EXTRACT PROVIDED Block Start
Why a tariff standoff with the EU could hurt the US more than it helps
As the world watches, President Donald Trump is poised to escalate a brewing trade battle with America’s largest trading partner, the European Union, a move economists warn could ultimately backfire on the United States more than it benefits it.
Having already slapped a 20% import duty on EU goods in April, Trump temporarily scaled it back to 10% in response to market jitters and to leave room for negotiations. But with a July 9 deadline looming and frustration mounting over the EU’s trade stance, the president has now threatened to hike tariffs on European exports to an eye-watering 50%.
If enforced, that could make a wide array of goods from French cheese and Italian leather to German electronics and Spanish medicines significantly more expensive in US stores.
The EU has signalled it is ready to retaliate with tariffs on hundreds of American products, including beef, auto parts, aircraft and even beer potentially dragging both economies into a protracted and damaging trade war.
The stakes are high in transatlantic trade
The United States and the European Union together account for the world’s most significant commercial relationship, with bilateral trade in goods and services reaching €1.7 trillion ($2 trillion) in 2024 or about €4.6 billion per day, according to Eurostat.
Europe is a major buyer of U.S. crude oil, pharmaceuticals, aircraft, and cars, while the U.S. imports high volumes of European cars, chemicals, wine, and medical devices. While Trump has fixated on the EU’s €198 billion ($233 billion) surplus in goods, U.S. dominance in services such as cloud computing and legal consulting helps offset that imbalance, bringing the real trade deficit down to roughly €50 billion ($59 billion).
But Trump’s focus on goods, and his calls for “fair” trade, have prompted a sharp shift in tone from prior administrations which typically kept tariffs low 1.47% on EU imports to the US and 1.35% in reverse and engaged in more collaborative trade talks.
EXTRACT PROVIDED Block End
Resume the article about the tariff standoff between the US and the EU, picking up after its final sentence.
AVAILABLE DATA Block Start
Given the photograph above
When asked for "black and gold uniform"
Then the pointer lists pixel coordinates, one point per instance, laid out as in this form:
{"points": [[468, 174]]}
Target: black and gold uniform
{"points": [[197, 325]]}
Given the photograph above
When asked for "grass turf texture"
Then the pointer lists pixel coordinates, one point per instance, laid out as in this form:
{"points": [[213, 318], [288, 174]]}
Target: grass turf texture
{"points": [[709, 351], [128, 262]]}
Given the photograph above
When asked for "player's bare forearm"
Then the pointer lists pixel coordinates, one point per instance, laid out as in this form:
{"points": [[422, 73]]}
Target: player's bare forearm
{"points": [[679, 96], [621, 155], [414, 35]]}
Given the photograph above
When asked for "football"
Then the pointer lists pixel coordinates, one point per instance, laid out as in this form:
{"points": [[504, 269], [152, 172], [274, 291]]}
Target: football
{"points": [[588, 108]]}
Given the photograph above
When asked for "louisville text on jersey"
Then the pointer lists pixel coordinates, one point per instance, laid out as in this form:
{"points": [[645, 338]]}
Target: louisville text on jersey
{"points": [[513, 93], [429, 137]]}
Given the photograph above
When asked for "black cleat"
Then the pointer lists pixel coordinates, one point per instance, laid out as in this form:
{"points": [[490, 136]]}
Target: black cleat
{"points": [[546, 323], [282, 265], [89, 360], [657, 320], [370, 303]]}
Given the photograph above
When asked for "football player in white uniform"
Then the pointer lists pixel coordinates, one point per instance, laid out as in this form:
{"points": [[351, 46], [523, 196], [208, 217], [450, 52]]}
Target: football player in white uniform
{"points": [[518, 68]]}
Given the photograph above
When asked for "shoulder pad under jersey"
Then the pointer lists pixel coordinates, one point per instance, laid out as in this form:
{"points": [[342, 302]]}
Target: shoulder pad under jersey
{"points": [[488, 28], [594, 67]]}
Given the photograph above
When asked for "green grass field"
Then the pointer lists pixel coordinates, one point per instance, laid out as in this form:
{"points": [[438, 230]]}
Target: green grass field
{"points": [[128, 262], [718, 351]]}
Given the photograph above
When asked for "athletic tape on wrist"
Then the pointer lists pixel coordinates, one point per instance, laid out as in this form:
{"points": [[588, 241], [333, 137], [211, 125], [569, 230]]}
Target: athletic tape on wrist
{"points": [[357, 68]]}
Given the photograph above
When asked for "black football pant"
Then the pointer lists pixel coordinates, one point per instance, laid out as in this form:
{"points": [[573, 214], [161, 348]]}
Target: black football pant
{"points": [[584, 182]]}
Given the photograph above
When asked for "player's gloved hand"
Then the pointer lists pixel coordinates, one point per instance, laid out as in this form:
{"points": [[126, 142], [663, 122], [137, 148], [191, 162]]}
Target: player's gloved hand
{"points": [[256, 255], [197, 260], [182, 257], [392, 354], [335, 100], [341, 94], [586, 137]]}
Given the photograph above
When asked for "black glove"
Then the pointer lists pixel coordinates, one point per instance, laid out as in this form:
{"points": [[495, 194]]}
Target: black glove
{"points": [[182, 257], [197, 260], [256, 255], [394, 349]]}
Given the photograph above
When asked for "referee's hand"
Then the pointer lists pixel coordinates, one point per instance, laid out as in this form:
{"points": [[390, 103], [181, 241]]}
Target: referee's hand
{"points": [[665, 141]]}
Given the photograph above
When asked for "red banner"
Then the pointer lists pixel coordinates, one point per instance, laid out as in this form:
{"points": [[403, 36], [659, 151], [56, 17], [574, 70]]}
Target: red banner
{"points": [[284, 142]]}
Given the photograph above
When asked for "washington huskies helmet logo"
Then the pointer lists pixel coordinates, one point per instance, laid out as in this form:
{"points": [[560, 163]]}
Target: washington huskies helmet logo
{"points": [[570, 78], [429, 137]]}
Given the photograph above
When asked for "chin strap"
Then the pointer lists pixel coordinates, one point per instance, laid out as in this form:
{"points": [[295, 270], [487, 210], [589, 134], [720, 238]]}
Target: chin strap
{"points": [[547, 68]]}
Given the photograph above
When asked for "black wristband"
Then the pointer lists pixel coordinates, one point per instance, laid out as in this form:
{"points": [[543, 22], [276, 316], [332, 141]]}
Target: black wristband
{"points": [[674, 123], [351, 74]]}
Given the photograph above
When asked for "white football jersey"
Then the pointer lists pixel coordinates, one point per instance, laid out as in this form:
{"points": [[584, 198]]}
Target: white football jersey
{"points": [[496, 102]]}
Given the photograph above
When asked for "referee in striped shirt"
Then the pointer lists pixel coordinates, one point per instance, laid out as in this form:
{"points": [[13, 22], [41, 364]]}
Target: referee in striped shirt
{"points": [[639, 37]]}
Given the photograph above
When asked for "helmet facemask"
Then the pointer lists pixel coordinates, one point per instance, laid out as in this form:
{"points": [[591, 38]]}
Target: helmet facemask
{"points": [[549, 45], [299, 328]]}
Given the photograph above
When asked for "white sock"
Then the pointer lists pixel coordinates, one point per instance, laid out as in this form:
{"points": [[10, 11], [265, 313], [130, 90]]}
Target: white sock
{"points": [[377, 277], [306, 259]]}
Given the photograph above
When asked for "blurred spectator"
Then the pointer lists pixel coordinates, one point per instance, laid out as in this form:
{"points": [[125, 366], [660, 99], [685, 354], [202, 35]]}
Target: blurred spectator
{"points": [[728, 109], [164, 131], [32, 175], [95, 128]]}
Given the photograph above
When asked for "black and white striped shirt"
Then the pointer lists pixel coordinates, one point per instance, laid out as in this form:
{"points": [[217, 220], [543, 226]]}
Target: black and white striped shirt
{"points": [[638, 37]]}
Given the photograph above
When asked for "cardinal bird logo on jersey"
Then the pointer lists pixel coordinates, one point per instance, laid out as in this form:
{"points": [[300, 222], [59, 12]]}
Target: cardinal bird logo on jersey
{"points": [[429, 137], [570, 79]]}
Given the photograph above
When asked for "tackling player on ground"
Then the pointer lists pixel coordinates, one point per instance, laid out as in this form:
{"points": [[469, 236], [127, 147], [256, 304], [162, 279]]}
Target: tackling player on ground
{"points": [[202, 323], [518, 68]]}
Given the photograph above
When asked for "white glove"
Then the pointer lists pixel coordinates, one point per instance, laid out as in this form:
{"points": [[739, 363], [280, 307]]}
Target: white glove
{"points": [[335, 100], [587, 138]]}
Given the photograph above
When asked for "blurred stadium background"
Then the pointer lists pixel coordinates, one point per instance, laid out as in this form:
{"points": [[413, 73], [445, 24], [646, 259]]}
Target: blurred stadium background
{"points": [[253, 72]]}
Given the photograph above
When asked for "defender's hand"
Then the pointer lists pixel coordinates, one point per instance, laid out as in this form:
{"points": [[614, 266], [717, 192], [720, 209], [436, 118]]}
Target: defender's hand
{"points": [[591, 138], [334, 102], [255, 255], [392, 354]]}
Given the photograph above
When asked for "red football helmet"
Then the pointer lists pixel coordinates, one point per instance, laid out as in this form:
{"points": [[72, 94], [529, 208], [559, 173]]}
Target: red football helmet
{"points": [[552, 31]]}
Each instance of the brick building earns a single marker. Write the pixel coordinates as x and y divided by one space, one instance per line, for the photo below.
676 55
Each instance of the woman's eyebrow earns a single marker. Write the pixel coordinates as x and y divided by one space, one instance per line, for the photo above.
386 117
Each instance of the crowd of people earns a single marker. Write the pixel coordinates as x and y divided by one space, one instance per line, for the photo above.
AVAILABLE DATA Block End
#### EXERCISE RESULT:
US consumers and businesses may pay the price
Raising tariffs may appeal to Trump’s base as a show of economic strength, but analysts warn the fallout will likely be felt at home and soon. Higher import costs almost always translate into higher retail prices for consumers, especially for goods with few domestic substitutes.
European luxury carmakers like Mercedes-Benz, which assembles some vehicles in Alabama, say they can cushion some of the blow for now. But across the board, auto prices and the cost of consumer goods are expected to climb if tariffs rise sharply. Makers of spirits like Italy’s Campari Group have hinted they may absorb or adjust prices based on market conditions, but warn that long-term uncertainty could harm competitiveness.
“This kind of tariff escalation could squeeze US households at a time when inflation remains a sensitive political issue,” warned Holger Schmieding, chief economist at Berenberg Bank as reported by AP.
Meanwhile, US manufacturers that rely on imported parts could also suffer, with ripple effects through supply chains and job markets. Though Trump argues that restricting foreign imports will fuel a revival in domestic manufacturing, most analysts say such a shift would take years, if it materialises at all.
Trade tensions mask deeper issues
Trump has also taken aim at deeper policy issues including EU food safety rules that restrict products like chlorine-washed chicken and hormone-treated beef and Europe’s value-added tax (VAT), which ranges from 17% to 27%. But economists argue VAT systems are trade-neutral and aren’t typically negotiated in trade deals. The EU, for its part, insists its consumer and environmental regulations are non-negotiable.
“The EU cannot rewrite its internal market rules just to satisfy US complaints that often reflect misunderstandings about how Europe operates,” Schmieding said.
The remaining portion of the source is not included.